WHAT IS REQUIRED: Go through the data below line by line and report how many lines contain "hair", giving only that figure.

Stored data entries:
= Beginning of Section =

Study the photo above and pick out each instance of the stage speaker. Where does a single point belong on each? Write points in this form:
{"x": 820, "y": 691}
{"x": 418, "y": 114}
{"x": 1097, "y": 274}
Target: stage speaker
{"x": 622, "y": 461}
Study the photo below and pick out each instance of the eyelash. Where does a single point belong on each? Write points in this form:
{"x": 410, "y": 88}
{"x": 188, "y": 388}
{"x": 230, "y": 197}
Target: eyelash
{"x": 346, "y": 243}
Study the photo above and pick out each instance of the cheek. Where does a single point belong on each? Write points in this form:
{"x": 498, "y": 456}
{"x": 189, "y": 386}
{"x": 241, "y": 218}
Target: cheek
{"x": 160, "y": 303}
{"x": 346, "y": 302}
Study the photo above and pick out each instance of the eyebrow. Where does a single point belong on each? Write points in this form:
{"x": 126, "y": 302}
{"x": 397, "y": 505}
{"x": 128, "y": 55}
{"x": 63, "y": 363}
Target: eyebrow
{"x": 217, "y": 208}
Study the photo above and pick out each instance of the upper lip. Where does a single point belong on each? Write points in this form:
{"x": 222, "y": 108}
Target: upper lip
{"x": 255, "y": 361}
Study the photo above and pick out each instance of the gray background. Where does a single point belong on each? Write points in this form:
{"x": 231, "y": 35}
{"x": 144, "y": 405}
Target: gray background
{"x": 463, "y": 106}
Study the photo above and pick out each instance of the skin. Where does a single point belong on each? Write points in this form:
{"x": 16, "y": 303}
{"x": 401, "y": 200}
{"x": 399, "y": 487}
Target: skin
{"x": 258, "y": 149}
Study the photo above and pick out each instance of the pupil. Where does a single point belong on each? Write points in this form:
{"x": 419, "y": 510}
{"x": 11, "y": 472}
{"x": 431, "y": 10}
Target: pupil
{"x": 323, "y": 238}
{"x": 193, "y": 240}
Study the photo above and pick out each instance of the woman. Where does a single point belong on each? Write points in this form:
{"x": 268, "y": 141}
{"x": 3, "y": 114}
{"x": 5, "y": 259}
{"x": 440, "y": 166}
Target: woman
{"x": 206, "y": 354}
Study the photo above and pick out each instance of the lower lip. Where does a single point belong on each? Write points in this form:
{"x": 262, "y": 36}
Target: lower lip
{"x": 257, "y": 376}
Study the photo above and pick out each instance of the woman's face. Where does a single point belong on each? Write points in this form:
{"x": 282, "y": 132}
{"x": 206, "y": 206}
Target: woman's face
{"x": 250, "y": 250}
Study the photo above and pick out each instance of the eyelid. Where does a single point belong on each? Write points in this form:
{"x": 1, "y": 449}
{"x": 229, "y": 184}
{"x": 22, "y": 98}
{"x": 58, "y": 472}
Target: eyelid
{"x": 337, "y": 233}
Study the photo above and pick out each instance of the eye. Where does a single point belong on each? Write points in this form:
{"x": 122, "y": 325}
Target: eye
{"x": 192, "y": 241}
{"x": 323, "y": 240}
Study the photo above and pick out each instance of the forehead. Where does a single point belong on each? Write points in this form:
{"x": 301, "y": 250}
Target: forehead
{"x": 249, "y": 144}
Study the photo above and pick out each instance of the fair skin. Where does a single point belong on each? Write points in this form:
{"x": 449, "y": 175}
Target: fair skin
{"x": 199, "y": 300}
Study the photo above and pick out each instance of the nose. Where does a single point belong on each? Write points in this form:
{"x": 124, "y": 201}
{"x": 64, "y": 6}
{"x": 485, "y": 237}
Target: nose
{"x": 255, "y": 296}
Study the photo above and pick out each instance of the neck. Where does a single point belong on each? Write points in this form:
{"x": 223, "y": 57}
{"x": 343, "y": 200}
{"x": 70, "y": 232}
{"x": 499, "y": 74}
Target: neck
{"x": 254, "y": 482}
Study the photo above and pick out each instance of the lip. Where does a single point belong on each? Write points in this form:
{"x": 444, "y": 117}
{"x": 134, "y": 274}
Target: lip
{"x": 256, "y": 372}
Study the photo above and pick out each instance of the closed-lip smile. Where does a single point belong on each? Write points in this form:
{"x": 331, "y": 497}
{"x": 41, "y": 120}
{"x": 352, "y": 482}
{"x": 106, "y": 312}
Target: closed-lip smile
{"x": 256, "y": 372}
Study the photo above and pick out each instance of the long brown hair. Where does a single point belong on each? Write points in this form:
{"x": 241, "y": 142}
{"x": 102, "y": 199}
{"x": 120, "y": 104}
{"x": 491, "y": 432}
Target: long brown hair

= End of Section =

ANSWER SECTION: 2